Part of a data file
++++
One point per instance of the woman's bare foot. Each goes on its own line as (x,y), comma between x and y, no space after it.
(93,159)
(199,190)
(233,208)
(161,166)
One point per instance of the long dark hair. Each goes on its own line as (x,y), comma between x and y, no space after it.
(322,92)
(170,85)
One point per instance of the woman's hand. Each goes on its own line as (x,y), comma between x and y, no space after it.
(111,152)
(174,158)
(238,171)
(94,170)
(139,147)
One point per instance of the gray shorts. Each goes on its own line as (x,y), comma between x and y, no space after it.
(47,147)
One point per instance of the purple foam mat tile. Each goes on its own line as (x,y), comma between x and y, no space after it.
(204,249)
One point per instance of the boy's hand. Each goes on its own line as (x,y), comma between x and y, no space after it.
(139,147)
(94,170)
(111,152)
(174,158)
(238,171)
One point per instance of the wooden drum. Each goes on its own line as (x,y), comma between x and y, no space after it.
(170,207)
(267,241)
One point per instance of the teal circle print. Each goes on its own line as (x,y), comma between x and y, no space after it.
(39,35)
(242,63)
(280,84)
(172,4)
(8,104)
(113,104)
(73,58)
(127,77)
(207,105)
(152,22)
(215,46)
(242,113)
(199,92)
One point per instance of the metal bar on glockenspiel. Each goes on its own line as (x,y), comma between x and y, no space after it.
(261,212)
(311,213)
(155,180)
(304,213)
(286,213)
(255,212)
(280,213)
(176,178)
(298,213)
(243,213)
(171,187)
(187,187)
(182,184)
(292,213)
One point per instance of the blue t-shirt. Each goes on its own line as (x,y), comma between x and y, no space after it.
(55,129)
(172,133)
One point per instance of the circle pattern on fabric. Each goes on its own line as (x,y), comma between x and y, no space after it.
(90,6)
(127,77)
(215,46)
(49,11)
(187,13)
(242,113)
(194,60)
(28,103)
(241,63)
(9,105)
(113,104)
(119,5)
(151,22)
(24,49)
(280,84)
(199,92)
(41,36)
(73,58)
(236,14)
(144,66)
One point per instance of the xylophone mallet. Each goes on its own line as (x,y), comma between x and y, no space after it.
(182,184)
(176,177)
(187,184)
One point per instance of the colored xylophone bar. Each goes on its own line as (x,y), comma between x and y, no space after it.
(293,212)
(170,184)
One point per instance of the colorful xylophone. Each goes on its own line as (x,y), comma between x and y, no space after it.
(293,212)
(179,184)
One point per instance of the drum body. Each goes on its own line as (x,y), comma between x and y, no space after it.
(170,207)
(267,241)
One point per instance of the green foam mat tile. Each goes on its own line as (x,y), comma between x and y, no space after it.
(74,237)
++++
PROBLEM REQUIREMENTS: Rewrite the data above, swapping each "foam mat tile" for "play mat square" and leaving everything else unchanged.

RESULT OF THIS TASK:
One point per instance of the woman's bare foot. Each goes on its own line as (x,y), comma between x and y, no space after it.
(93,159)
(199,190)
(233,208)
(161,166)
One point per instance of the long dark hair. Each goes on its own line as (x,y), comma between x and y, no space after it.
(322,92)
(170,85)
One point per instance of the woman's hand. Each goes on its own line as (x,y), comma between x and y, no space after it.
(111,152)
(174,158)
(238,171)
(94,170)
(139,147)
One point per instance of the gray shorts. Each goes on its own line as (x,y), comma between x and y, no space after it.
(47,147)
One point per instance of the purple play mat square. Each goes on its own line as (x,y), comma between x and y, no space after it.
(204,249)
One point per instance of the boy's hand. Each goes on its own line as (x,y), comma between x and y, no space after it.
(139,147)
(94,170)
(111,152)
(174,158)
(238,171)
One point per instance of the wooden drum. Each goes on its own line as (x,y), comma between x and y, no space after it.
(170,207)
(267,241)
One point per instance of the teal circle print. Each goes on its own line as (x,y), comma between x and y, no space after it.
(39,35)
(242,63)
(280,84)
(172,4)
(8,104)
(113,104)
(73,58)
(127,77)
(207,105)
(152,22)
(215,46)
(242,113)
(199,92)
One point per instance of the metal bar on glockenspiel. Each goes on its own line as (x,y), comma between x and y, no space after it.
(261,212)
(311,213)
(155,180)
(304,213)
(286,213)
(255,212)
(280,213)
(176,178)
(298,213)
(243,213)
(171,187)
(187,187)
(182,184)
(292,213)
One point per instance of the blue t-shirt. Each goes on its own line as (x,y), comma between x and y, no space after it.
(55,129)
(172,133)
One point per instance of the circle pattern on fabric. Each goes on its own line as (x,y), comma between x and y, no space after it.
(90,6)
(127,77)
(215,46)
(49,11)
(187,13)
(242,113)
(194,60)
(28,103)
(241,63)
(9,105)
(113,104)
(119,5)
(151,22)
(24,49)
(280,84)
(199,92)
(41,36)
(73,58)
(236,14)
(144,66)
One point per instance of the xylophone mallet. Each goes on its own line as (x,y), comma between x and y, no space after it.
(182,184)
(176,177)
(187,184)
One point per instance of the colored xylophone bar. Each goes on its own line as (x,y), comma between x and y, no space after it.
(293,212)
(170,184)
One point per instance of the colorful xylophone. Each goes on its own line as (x,y), comma between x and y, no space after it.
(293,212)
(179,184)
One point per instance of the drum body. Each goes on its own line as (x,y), comma between x and y, no space after it.
(170,207)
(267,241)
One point per instance of the green play mat square. Each goes on its own line as (x,y), comma between x and y, no space after it.
(74,237)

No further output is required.